REQUIREMENT: Pick out and copy every line of the material that contains the string "arch". Treat uppercase and lowercase as different.
>>>>
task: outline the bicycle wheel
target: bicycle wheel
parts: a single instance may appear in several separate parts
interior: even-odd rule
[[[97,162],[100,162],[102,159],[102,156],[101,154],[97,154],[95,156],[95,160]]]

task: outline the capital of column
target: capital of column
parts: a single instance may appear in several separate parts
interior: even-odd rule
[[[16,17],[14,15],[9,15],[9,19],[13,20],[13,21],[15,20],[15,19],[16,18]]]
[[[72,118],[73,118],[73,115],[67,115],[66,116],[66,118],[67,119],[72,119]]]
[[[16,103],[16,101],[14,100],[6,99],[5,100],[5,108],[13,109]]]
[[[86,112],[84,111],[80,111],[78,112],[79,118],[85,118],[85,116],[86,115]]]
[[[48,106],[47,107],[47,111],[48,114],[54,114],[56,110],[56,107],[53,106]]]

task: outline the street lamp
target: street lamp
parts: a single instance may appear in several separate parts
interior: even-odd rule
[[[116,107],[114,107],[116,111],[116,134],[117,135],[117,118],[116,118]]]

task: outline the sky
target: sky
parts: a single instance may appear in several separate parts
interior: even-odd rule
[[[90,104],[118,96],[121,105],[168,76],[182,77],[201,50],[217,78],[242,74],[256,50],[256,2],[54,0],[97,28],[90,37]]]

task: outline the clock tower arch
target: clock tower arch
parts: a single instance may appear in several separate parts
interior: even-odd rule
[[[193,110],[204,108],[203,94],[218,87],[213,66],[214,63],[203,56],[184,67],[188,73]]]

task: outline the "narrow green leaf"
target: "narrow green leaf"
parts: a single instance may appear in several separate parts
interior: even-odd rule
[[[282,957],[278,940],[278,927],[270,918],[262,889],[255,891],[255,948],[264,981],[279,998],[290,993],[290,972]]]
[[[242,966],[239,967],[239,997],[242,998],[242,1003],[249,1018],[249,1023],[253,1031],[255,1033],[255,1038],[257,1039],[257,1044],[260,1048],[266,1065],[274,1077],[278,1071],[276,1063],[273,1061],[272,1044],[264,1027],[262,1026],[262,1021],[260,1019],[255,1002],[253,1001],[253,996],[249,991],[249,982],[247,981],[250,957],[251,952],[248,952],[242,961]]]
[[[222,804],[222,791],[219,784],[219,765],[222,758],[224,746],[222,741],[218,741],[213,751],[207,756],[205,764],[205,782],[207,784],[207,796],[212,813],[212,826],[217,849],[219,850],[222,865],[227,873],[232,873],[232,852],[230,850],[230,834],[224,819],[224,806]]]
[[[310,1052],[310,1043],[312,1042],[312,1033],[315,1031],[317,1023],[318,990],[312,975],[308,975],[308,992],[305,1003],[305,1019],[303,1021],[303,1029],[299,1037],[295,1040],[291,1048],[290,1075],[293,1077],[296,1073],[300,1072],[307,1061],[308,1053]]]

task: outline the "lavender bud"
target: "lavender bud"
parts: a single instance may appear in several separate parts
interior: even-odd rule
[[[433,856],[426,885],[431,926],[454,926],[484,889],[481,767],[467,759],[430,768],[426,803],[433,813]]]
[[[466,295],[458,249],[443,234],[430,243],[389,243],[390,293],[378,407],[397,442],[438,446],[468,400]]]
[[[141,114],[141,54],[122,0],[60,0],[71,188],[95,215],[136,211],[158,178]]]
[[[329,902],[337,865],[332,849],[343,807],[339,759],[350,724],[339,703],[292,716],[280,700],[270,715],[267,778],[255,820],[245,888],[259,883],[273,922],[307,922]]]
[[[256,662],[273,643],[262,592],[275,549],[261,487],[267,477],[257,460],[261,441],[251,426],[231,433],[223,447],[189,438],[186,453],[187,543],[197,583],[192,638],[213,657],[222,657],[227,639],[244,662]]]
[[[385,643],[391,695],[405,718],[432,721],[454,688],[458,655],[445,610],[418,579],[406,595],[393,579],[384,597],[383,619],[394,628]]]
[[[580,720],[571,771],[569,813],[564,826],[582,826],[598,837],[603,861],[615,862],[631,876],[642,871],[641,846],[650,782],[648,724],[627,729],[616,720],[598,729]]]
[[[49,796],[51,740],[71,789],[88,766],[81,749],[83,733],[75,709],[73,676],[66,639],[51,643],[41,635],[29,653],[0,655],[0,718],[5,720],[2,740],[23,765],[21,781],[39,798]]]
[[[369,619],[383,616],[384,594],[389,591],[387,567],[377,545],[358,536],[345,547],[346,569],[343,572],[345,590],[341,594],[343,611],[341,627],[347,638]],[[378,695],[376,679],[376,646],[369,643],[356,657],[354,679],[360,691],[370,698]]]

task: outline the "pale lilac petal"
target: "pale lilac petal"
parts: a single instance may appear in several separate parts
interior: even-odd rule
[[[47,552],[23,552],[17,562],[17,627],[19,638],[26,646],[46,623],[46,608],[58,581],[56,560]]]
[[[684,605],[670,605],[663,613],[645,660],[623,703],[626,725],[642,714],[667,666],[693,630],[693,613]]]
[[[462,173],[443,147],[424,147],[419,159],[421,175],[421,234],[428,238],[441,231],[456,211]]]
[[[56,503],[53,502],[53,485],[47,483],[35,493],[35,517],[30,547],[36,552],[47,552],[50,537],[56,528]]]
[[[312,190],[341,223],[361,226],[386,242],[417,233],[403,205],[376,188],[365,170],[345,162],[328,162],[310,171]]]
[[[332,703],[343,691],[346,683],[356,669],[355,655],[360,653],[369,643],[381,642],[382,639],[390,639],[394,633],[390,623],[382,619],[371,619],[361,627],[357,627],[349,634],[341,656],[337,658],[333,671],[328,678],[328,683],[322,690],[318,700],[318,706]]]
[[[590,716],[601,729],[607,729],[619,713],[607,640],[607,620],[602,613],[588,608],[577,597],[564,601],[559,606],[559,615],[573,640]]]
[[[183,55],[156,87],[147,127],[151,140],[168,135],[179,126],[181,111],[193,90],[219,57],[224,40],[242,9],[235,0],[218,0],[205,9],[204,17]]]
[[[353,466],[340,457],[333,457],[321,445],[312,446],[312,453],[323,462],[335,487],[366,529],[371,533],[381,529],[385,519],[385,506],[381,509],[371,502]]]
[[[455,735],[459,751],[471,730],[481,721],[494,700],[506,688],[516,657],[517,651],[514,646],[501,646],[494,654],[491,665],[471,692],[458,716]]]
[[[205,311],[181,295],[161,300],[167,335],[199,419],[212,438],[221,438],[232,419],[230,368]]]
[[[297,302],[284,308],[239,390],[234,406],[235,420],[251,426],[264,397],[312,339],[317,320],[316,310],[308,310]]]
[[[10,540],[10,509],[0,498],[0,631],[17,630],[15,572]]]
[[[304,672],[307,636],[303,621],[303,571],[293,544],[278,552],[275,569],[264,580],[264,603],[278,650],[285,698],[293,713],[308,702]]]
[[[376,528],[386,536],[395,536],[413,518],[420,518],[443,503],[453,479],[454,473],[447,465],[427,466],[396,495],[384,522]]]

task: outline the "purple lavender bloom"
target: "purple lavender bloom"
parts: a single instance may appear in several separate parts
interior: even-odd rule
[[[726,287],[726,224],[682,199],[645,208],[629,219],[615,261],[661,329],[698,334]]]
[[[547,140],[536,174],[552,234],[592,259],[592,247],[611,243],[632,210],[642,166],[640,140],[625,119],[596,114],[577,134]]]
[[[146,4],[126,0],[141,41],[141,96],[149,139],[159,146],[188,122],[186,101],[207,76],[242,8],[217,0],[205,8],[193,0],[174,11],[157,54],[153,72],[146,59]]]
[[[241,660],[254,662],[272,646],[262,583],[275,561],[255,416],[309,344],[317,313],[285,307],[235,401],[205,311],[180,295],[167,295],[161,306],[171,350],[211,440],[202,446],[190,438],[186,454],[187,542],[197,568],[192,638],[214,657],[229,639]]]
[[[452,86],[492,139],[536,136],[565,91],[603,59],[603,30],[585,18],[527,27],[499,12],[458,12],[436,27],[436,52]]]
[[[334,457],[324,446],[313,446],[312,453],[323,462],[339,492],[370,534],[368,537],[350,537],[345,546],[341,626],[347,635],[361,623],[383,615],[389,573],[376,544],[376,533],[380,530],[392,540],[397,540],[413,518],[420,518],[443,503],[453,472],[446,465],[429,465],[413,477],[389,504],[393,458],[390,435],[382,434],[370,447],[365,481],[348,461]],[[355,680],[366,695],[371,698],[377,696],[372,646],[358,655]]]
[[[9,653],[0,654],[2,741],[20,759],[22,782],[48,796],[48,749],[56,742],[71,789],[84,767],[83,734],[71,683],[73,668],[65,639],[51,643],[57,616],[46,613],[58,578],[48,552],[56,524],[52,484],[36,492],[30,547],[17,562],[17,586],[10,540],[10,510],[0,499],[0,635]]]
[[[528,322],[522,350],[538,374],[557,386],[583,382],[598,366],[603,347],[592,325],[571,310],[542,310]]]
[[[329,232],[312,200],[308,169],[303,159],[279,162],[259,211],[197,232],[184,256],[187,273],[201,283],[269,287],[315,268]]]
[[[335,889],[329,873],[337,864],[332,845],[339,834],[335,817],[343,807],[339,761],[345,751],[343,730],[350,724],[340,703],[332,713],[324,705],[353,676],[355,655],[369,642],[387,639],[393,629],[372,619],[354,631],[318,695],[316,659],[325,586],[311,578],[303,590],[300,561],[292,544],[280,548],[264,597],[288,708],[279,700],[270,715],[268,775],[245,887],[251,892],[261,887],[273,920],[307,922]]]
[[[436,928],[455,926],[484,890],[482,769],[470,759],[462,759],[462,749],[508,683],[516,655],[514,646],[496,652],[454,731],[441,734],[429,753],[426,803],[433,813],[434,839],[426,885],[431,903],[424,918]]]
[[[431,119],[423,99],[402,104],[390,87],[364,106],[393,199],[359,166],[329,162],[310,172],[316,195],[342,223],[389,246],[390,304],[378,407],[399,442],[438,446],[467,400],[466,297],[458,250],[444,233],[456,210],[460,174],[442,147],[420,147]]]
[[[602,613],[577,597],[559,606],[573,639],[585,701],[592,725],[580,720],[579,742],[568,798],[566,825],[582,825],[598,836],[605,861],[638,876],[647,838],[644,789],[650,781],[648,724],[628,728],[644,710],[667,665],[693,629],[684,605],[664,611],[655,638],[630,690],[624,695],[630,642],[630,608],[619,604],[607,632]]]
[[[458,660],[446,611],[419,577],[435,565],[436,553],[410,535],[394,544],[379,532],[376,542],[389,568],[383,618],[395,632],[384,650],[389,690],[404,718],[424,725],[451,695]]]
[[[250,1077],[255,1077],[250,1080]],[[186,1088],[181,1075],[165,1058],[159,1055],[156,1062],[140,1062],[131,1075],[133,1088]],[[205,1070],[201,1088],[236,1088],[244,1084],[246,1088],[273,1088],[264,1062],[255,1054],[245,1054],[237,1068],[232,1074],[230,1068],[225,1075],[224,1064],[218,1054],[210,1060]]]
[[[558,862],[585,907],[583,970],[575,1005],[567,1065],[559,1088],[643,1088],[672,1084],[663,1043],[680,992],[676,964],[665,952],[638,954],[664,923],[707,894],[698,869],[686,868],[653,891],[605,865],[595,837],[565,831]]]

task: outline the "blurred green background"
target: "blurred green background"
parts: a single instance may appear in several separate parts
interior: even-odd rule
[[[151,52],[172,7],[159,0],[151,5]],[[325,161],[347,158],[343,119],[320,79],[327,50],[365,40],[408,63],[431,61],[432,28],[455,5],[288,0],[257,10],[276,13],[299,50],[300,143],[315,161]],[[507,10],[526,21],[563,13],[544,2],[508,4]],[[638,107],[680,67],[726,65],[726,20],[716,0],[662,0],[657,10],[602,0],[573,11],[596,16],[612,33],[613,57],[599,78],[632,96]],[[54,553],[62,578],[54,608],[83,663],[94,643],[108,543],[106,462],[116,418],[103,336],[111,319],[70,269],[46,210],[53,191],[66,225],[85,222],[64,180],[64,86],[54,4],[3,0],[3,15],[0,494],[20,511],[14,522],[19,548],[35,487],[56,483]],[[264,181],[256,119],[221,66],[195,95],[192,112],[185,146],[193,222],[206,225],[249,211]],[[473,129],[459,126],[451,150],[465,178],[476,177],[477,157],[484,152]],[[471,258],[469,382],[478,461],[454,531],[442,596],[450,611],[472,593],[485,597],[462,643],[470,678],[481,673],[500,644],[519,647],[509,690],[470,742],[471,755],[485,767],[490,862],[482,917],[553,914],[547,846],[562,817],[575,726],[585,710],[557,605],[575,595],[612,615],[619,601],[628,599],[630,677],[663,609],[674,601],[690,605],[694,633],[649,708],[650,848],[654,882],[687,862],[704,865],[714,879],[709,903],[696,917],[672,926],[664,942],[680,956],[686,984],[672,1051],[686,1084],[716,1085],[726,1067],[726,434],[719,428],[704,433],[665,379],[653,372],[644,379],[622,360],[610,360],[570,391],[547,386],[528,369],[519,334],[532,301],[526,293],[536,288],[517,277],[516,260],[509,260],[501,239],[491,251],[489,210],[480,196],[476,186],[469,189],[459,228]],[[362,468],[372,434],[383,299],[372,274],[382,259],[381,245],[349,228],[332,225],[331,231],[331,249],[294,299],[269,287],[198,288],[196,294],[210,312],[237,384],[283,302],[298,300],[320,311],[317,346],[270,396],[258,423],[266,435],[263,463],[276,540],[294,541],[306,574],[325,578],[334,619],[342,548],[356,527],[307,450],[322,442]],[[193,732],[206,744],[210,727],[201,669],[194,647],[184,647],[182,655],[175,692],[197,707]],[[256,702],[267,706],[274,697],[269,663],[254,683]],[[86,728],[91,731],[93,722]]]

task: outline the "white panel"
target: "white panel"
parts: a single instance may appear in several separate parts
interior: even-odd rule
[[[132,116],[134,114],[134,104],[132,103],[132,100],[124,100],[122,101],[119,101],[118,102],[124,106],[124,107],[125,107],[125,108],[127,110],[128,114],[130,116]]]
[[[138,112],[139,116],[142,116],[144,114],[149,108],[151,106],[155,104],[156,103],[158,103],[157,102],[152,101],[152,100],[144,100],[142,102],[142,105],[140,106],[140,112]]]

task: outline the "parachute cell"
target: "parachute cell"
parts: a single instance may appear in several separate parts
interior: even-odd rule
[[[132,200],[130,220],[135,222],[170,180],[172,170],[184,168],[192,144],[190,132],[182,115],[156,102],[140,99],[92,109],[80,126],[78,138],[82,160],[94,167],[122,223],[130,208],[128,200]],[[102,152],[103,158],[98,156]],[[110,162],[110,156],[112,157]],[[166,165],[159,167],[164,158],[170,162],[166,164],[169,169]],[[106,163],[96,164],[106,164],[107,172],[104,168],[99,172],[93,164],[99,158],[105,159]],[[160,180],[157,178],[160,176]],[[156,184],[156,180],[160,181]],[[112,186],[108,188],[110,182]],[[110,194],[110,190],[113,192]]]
<<<<
ANSWER TO THE EXERCISE:
task: outline the clock tower arch
target: clock tower arch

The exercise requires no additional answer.